* _DIRECTIVE_:
Turn the listing below into a Markdown table with the columns "Number" and "Text", one row for each line and no rows for blank lines. Leave the pictures out.

--

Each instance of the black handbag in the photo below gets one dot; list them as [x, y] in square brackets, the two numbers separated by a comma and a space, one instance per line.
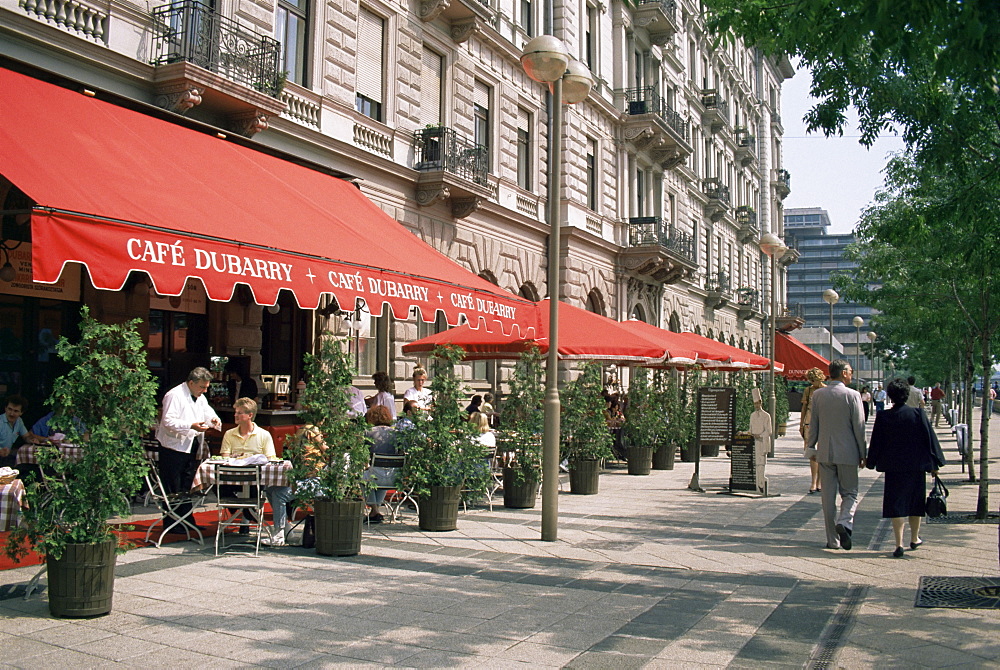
[937, 499]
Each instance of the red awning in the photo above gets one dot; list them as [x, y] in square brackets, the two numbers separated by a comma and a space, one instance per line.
[798, 358]
[583, 335]
[735, 359]
[118, 190]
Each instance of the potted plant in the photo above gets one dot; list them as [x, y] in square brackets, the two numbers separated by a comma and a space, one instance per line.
[105, 404]
[585, 436]
[333, 482]
[443, 456]
[523, 421]
[643, 423]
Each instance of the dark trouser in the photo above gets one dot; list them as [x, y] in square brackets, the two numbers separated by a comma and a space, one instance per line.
[177, 470]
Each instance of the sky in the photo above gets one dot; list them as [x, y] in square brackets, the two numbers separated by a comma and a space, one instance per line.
[837, 174]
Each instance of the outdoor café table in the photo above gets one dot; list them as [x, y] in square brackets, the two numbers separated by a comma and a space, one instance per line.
[274, 473]
[10, 503]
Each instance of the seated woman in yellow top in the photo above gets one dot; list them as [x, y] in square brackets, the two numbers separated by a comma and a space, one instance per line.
[247, 438]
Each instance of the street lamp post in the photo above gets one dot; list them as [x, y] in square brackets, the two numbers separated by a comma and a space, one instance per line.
[772, 246]
[546, 60]
[831, 297]
[858, 322]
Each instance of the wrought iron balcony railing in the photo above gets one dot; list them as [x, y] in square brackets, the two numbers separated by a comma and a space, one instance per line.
[645, 100]
[650, 230]
[195, 33]
[441, 148]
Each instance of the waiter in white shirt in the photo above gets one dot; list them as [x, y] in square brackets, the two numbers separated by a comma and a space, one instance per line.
[181, 432]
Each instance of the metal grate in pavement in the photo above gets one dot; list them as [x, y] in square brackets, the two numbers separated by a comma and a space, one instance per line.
[959, 592]
[835, 634]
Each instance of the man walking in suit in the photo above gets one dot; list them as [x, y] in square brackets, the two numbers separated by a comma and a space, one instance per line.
[837, 432]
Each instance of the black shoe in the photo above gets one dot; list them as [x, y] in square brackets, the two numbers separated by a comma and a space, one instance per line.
[845, 536]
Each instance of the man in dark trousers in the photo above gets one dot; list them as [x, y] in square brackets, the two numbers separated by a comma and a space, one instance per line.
[837, 432]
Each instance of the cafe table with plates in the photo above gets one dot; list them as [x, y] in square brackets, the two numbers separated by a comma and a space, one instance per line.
[272, 473]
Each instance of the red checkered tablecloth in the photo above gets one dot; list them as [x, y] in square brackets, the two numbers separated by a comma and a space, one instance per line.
[271, 474]
[10, 503]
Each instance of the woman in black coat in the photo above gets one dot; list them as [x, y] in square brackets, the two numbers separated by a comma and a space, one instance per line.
[905, 448]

--

* _FINAL ANSWER_:
| Number | Text |
|---|---|
| 1 | Each instance of the black handbag in the photo below gets one dot; list them as [x, y] in square brackets, the two numbers separated by a comma and a space, one instance per line. |
| 2 | [937, 499] |
| 3 | Each instance of the red awning in the photo above gets one dot; list them as [x, y] in square brackets, the two numbers separated by a comma and a space, one instance per line. |
| 4 | [798, 358] |
| 5 | [583, 335] |
| 6 | [735, 359] |
| 7 | [118, 190] |
| 8 | Each instance of the potted plant in the photo above gets one dot; list them as [x, y] in square brackets, the two numbers separated by a comma and a space, one instance per line. |
| 9 | [105, 404] |
| 10 | [585, 436] |
| 11 | [333, 482] |
| 12 | [443, 456] |
| 13 | [523, 421] |
| 14 | [643, 423] |
| 15 | Each instance of the dark trouser in the photo above gets one dot; list them as [x, y] in square brackets, the two numbers separated by a comma and a space, one instance per line. |
| 16 | [177, 470] |
| 17 | Each instance of the sky in the photo above gets one dot; list them as [x, y] in square brackets, the two numbers separated by a comma and a space, one instance per line. |
| 18 | [837, 174] |
| 19 | Each instance of the outdoor café table in the photo above gets one dot; list them as [x, y] in square brackets, the two numbers separated by a comma and a space, one instance per line. |
| 20 | [274, 473] |
| 21 | [10, 503] |
| 22 | Each instance of the seated woman in yellow top in the photo above gets one dot; list them as [x, y] in square brackets, the two numbers separated by a comma and a space, one instance per line. |
| 23 | [247, 438] |
| 24 | Each instance of the street lamp post in the photo above gets one dot; list them as [x, y] in square brackets, the two numbers separated by a comma and a space, one instance per line. |
| 25 | [772, 246] |
| 26 | [546, 60] |
| 27 | [831, 297] |
| 28 | [858, 322] |
| 29 | Each instance of the wrought iron balcony railing in the photo above gets one dot; list them as [x, y] in square brackets, the two numbers separated by a comma and a space, one instance per line. |
| 30 | [645, 100] |
| 31 | [650, 230] |
| 32 | [195, 33] |
| 33 | [441, 148] |
| 34 | Each instance of the waiter in white shirt in the photo above gets one dot; list them as [x, y] in square brackets, the two numbers separated by a comma and a space, one instance per line. |
| 35 | [181, 432] |
| 36 | Each instance of the metal grate in pavement in the photo above gets one dot; list them as [x, y] in square brackets, the two numbers separated by a comma and a space, one instance per line. |
| 37 | [959, 592] |
| 38 | [835, 634] |
| 39 | Each instance of the man walking in suit in the photo above gets one dot; list them as [x, y] in square brackets, the two numbers separated by a comma and a space, one instance per line. |
| 40 | [837, 432] |
| 41 | Each instance of the black shoe in the photo above gets one dot; list them as [x, y] in square brackets, the two numbers separated by a comma and a space, one instance per line. |
| 42 | [845, 536] |
| 43 | Each instance of the man in dark trousers in the photo above gets one dot; list them as [x, y] in square brackets, the two numbers separated by a comma and a space, one instance per line. |
| 44 | [837, 432] |
| 45 | Each instance of the cafe table with plates in the photo above gets one dot; list them as [x, y] in square brackets, the two numbers separated by a comma and a space, one instance per line. |
| 46 | [272, 473] |
| 47 | Each instance of the red checkered tablecloth in the photo above gets one dot; list them as [x, y] in square brackets, the two numbers separated by a comma and a space, one instance per line. |
| 48 | [271, 474] |
| 49 | [10, 503] |
| 50 | Each instance of the woman in black coat in the photo above gets one dot; list them as [x, y] in square brackets, the two numbers separated by a comma and a space, one instance per line. |
| 51 | [905, 448] |